The Advisor's Managing Member shall appoint a Review Officer to
administer the Putnam Code with respect to those officers, employees of
the Advisor or members of the Investment Committee subject to the Putnam
Code (the "Putnam Review Officer"). The Advisor's Managing Member shall
also appoint an assistant Review Officer to administer this Code of
Ethics with respect to those officers, employees of the Advisor or
members of the Investment Committee who are subject to this Code (the
Assistant Review Officer") (each "A Review Officer").

2. A Review Officer's Duties and Responsibilities.

a. Each Review Officer shall notify each person who becomes an
   Access Person of the Trust and who is required to report under this Code
   of Ethics of their reporting requirements no later than 10 days before
   the first quarter in which such person is required to begin reporting.

b. Each Review Officer will, on a quarterly basis, compare all
   reported personal securities transactions with the Trust's completed
   portfolio transactions and a list of Covered Securities that were being
   considered for purchase or sale by the Advisor during the period to
   determine whether a Code violation may have occurred. Before
   determining that a person has violated the Code, the applicable Review
   Officer must give the person an opportunity to supply explanatory
   material.

(Given instruction A):
Please copy the part of the code of ethics passage starting at "2. A Review" and ending at "to begin reporting.".
The code of ethics passage and the records are separate materials.

Dataset items:
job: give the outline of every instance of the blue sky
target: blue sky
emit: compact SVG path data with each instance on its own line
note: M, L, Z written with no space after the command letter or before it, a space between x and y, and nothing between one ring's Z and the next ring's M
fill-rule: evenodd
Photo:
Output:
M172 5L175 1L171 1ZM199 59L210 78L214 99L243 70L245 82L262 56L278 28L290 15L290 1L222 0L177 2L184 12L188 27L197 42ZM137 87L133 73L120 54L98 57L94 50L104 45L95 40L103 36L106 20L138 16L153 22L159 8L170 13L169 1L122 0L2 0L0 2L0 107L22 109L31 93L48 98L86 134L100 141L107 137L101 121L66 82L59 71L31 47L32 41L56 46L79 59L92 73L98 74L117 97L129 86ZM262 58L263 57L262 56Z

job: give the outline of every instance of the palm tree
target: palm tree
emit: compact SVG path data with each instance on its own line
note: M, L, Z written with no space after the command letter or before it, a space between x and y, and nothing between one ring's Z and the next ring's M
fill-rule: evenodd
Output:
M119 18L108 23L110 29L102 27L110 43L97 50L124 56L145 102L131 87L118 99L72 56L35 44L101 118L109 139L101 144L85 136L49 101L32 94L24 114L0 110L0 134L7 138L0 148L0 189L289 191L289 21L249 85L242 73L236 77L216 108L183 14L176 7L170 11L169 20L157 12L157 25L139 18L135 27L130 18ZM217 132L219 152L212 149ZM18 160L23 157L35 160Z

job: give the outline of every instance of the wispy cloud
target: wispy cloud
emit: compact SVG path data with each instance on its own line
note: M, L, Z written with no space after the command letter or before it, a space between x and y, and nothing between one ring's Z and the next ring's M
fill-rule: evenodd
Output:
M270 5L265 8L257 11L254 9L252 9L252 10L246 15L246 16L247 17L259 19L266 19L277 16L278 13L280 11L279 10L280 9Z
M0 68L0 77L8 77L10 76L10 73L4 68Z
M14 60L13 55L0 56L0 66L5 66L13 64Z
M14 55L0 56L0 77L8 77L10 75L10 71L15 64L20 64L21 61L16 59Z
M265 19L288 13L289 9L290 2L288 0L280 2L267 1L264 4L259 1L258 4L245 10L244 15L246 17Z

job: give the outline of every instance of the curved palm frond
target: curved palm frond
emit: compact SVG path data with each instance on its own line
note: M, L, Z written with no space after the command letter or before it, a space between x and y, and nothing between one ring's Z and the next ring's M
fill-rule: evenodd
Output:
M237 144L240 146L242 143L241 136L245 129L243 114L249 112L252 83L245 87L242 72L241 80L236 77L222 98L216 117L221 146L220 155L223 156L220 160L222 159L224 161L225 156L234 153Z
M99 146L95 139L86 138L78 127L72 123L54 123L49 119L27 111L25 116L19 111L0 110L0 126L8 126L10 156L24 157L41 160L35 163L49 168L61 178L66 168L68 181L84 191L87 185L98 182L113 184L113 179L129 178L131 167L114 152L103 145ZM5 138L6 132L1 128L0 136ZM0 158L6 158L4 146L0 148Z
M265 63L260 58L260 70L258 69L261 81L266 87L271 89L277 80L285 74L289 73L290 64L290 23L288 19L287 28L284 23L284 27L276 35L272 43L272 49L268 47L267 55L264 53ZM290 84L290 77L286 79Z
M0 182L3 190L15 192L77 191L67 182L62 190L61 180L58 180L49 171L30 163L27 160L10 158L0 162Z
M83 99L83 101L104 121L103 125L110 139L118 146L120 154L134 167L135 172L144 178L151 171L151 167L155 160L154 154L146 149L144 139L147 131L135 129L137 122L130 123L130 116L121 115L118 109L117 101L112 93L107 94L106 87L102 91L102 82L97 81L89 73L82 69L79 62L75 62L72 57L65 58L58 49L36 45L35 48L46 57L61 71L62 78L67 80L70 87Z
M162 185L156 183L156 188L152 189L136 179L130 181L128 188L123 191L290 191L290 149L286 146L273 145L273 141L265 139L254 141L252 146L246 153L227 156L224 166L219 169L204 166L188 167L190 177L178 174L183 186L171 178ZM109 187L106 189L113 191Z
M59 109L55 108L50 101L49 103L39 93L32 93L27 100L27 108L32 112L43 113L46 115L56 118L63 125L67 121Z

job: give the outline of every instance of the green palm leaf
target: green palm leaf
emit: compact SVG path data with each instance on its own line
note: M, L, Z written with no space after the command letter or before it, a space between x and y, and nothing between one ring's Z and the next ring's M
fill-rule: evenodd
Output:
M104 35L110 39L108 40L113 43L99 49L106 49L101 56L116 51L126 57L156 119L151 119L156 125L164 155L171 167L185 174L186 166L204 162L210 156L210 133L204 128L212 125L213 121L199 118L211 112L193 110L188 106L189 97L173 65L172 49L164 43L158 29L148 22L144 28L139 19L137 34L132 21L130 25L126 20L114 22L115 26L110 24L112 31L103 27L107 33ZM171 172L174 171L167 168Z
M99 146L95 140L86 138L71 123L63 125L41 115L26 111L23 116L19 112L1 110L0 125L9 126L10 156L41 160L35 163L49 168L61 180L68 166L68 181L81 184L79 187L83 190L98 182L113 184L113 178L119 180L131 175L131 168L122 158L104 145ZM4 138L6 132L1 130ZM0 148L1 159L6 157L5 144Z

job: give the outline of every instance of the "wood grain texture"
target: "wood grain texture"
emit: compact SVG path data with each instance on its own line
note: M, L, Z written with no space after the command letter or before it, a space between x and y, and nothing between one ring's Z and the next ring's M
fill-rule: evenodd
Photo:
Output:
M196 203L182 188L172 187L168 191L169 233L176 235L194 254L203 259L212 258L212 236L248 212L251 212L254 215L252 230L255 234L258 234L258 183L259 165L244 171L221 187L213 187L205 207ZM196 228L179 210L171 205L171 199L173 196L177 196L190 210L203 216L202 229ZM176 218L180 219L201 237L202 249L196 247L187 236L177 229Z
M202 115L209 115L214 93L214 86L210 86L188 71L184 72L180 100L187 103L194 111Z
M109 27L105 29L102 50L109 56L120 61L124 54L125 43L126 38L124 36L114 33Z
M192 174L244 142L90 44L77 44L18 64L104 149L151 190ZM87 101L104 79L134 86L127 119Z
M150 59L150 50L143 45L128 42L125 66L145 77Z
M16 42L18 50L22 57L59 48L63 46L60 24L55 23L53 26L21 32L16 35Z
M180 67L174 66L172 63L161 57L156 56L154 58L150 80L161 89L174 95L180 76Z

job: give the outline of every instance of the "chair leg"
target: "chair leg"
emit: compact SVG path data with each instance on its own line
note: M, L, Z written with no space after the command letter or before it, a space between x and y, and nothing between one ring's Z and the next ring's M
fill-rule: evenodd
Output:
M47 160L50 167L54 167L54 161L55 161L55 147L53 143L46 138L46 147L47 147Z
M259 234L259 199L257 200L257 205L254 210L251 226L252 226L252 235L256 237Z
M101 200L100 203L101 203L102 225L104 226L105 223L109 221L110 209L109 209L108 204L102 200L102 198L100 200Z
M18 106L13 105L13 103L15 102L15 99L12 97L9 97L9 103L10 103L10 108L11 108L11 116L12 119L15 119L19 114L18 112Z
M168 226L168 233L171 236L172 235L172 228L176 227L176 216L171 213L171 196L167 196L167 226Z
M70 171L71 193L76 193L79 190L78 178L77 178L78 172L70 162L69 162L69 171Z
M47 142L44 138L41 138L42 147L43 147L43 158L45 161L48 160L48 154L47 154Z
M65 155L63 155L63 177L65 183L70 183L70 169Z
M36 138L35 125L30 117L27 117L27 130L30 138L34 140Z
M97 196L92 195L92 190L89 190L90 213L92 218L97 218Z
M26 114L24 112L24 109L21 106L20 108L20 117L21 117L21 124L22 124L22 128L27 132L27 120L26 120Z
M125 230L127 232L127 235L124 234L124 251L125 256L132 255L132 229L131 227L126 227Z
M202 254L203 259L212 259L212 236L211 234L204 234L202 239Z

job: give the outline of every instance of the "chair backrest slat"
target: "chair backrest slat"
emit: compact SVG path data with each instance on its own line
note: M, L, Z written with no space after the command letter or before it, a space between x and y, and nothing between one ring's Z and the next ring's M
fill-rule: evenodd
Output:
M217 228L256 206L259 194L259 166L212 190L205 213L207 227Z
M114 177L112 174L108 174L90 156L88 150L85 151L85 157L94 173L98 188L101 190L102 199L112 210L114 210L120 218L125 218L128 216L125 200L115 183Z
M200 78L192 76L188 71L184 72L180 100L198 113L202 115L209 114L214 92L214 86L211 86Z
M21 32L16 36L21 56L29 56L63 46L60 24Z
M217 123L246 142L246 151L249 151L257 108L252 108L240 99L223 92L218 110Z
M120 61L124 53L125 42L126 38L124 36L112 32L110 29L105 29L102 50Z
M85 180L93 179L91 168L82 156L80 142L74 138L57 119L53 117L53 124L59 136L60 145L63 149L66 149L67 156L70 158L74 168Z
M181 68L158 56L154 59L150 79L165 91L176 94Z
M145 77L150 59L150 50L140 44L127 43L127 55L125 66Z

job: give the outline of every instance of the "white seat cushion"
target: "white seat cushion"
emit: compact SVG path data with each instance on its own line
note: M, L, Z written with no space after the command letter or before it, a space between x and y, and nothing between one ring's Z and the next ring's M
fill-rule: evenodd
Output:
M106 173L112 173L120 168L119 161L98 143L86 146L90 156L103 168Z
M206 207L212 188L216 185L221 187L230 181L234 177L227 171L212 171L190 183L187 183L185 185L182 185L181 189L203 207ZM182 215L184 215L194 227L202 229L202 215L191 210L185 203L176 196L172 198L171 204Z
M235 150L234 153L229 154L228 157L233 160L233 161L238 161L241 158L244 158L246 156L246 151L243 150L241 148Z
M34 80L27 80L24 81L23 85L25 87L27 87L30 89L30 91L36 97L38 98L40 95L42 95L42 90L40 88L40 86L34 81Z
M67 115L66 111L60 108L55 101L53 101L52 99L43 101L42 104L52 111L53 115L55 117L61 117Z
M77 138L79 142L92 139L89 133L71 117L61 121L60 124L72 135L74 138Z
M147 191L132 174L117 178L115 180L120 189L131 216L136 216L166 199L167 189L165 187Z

(Given instruction B):
Render the lines of the records as a numbered list, starting at the line that contains "job: give the outline of every instance of the palm" and ending at the line that contains "M119 18L108 23L110", with both of those lines included and blank lines left out.

(Correct answer A):
2. A Review Officer's Duties and Responsibilities.

a. Each Review Officer shall notify each person who becomes an
   Access Person of the Trust and who is required to report under this Code
   of Ethics of their reporting requirements no later than 10 days before
   the first quarter in which such person is required to begin reporting.

(Correct answer B):
1. job: give the outline of every instance of the palm tree
2. target: palm tree
3. emit: compact SVG path data with each instance on its own line
4. note: M, L, Z written with no space after the command letter or before it, a space between x and y, and nothing between one ring's Z and the next ring's M
5. fill-rule: evenodd
6. Output:
7. M119 18L108 23L110 29L102 27L110 43L97 50L124 56L145 102L131 87L118 99L72 56L35 44L101 118L109 139L101 144L85 136L49 101L32 94L24 114L0 110L0 134L7 138L0 148L0 189L289 191L289 21L249 85L242 73L236 77L216 108L183 14L176 7L170 11L169 20L157 12L157 25L139 18L135 27L130 18ZM217 132L219 152L212 149ZM18 160L23 157L35 160Z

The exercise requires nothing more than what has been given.